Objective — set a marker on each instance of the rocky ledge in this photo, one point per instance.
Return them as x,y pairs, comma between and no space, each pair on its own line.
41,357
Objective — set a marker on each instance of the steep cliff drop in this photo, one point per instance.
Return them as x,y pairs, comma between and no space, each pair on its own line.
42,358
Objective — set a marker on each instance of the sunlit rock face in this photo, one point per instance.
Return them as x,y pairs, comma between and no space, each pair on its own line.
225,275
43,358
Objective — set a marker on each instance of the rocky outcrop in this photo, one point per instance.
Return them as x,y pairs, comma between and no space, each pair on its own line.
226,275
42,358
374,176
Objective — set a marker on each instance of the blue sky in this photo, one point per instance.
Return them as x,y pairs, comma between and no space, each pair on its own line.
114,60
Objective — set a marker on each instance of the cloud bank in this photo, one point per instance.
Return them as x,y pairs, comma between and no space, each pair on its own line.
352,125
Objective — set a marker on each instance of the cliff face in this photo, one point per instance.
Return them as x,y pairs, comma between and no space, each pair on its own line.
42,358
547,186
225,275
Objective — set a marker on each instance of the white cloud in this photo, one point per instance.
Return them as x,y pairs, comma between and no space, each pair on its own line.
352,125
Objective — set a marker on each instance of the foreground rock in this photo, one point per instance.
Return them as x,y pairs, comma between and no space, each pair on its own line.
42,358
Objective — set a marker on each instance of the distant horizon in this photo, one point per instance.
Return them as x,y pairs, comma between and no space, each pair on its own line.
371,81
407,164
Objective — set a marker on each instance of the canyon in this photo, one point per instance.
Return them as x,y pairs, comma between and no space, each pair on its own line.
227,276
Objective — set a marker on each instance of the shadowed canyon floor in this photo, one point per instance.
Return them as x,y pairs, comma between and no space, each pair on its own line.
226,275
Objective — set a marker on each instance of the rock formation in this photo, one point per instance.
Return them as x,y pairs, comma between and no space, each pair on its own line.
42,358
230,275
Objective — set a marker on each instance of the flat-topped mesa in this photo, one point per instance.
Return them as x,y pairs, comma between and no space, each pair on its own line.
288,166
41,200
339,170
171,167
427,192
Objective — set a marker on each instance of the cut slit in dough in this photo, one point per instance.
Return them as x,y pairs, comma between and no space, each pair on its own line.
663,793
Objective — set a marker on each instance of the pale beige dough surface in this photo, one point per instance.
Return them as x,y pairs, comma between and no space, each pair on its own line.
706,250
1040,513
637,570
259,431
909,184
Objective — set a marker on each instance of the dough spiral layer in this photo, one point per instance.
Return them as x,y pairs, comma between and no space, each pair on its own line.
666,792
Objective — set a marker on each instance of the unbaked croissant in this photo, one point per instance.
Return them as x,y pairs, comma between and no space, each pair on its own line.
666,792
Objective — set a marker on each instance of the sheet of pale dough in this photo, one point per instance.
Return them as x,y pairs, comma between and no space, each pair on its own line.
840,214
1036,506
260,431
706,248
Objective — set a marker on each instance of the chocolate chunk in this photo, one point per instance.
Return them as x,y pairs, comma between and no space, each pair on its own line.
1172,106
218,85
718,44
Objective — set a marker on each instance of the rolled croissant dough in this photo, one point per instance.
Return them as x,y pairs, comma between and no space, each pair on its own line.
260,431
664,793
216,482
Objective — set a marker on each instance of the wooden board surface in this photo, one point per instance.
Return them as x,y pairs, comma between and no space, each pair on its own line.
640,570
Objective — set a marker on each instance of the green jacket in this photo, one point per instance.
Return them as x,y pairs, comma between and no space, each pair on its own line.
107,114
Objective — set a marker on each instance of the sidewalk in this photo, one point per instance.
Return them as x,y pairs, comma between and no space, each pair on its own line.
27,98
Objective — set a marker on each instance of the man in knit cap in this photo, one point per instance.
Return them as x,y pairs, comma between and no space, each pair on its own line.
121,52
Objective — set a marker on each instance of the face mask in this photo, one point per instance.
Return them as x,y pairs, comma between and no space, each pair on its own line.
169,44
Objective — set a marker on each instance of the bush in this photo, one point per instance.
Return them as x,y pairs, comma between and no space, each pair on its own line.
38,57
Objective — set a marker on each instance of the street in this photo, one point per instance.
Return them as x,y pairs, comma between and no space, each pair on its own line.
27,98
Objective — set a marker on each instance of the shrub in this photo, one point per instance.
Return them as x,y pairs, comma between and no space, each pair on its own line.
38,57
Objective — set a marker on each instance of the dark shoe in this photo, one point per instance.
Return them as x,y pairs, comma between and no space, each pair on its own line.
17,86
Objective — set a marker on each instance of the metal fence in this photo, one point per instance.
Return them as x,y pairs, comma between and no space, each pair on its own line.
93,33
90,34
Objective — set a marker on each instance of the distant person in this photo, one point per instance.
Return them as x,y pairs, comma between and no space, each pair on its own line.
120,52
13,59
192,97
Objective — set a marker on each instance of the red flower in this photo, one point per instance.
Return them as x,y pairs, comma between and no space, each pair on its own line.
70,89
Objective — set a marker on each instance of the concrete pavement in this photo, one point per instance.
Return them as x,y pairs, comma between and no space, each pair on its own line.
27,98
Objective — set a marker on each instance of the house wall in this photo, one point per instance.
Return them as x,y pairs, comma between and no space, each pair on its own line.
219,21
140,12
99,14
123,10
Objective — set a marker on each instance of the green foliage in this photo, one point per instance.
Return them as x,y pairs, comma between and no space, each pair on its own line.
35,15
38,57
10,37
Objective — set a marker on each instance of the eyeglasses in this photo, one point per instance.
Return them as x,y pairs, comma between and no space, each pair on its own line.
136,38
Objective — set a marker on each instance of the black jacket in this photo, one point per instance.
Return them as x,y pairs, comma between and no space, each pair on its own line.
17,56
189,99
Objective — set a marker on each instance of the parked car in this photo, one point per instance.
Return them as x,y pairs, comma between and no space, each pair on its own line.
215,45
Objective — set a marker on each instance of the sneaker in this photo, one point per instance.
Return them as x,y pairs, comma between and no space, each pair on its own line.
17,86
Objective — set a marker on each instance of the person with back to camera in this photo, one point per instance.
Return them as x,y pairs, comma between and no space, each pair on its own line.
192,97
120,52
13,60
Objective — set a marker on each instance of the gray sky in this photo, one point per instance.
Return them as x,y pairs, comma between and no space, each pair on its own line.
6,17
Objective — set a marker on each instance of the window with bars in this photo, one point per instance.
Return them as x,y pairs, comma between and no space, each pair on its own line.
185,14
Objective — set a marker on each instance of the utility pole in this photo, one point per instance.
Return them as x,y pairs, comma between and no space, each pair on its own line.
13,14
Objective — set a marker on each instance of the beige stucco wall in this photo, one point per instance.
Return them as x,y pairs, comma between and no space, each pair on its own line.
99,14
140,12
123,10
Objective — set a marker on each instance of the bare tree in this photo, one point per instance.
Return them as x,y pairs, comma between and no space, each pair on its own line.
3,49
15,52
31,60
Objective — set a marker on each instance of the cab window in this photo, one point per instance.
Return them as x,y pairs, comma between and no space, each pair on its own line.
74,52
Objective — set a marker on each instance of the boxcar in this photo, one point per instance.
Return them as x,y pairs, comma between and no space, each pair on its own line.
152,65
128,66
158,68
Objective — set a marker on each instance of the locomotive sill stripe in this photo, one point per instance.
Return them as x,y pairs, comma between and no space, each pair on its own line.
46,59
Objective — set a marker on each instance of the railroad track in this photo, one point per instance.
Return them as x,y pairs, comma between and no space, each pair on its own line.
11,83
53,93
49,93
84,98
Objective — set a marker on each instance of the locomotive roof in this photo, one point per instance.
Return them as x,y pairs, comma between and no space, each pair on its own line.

**Given request**
In the records above, return only the line that contains "stripe in this photo, one point per instance." and every line after it through the last, exactly as they appear.

**Correct answer**
Objective — set a marker on each instance of the locomotive sill stripe in this photo, one point per instance.
Return them as x,y pairs, comma between and no space, each pair on its own line.
46,59
Objective — set a marker on each instance of the railroad track in this photo, one point per instance.
Return them as x,y pairs, comma between and no space, each pair on its own line.
11,83
53,93
49,93
84,98
Objective — set a marker on each instance of the locomotive roof in this photo, one point per instance.
Return them as x,y pairs, comma between and no space, each pair on its own line.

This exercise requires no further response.